** start **
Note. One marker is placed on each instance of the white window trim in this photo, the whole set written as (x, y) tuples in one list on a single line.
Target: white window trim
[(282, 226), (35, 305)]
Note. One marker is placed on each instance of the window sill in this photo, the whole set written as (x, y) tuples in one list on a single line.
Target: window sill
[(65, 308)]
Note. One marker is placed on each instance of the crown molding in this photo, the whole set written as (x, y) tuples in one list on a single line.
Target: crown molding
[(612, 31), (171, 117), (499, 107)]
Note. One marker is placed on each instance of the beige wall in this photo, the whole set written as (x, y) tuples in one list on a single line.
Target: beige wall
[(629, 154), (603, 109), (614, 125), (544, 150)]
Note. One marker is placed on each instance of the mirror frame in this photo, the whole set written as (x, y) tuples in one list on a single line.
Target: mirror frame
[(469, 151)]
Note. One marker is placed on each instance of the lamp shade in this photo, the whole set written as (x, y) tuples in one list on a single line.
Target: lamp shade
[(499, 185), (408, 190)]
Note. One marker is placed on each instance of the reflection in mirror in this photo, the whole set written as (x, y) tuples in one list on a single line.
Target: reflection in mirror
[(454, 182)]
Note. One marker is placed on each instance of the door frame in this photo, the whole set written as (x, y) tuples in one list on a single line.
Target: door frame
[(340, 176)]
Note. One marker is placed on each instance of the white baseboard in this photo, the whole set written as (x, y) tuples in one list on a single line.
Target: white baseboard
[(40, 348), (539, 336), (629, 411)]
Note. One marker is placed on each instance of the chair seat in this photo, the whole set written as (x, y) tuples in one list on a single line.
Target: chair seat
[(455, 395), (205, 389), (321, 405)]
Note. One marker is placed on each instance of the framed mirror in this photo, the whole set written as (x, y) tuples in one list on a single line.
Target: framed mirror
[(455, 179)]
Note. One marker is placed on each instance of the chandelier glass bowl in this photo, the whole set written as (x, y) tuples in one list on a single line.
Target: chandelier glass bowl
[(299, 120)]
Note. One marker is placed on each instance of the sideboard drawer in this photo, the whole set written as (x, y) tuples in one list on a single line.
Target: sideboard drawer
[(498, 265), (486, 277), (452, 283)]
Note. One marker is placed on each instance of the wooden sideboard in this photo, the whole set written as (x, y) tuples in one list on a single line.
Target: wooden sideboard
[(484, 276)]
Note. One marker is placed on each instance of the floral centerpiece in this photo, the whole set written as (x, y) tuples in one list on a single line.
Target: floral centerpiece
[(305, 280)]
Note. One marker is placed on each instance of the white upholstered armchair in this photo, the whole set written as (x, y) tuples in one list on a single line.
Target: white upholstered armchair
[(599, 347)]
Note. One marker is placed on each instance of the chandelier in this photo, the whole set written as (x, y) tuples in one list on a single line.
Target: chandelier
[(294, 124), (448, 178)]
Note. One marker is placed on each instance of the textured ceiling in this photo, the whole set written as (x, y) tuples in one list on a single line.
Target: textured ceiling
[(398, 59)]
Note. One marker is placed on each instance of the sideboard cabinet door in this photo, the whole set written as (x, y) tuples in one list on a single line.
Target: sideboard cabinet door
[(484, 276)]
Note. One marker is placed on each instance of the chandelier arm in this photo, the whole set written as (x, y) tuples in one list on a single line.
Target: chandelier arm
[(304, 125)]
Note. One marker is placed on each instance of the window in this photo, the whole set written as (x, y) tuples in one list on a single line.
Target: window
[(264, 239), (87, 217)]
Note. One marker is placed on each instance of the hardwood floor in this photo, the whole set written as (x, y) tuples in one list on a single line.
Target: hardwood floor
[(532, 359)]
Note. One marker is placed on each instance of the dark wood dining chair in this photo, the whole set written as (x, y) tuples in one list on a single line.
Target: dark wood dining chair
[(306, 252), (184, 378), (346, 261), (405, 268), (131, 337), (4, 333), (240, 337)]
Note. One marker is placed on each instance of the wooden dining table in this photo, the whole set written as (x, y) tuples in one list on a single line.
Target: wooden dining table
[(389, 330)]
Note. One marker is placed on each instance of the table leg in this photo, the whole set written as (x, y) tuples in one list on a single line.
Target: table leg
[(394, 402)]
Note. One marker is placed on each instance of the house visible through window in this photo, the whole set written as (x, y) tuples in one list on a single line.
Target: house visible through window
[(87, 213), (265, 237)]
** end **
# Task requirements
Rewrite the items above from the line with "the window sill" up to and including the line with "[(612, 31), (171, 117), (499, 107)]", reproducing every line in full. Shift each coordinate in the answer lists by adding 88 to both its x and y values.

# Response below
Note. One marker is placed on each instance of the window sill in this photo, the whole set written as (x, y) tuples in one list on a single line.
Target: window sill
[(153, 396)]
Note. One marker is placed on each instance of the crown molding in this photo, the whole set written as (x, y) tuples in one list on a single line.
Target: crown molding
[(700, 119), (259, 205), (587, 195)]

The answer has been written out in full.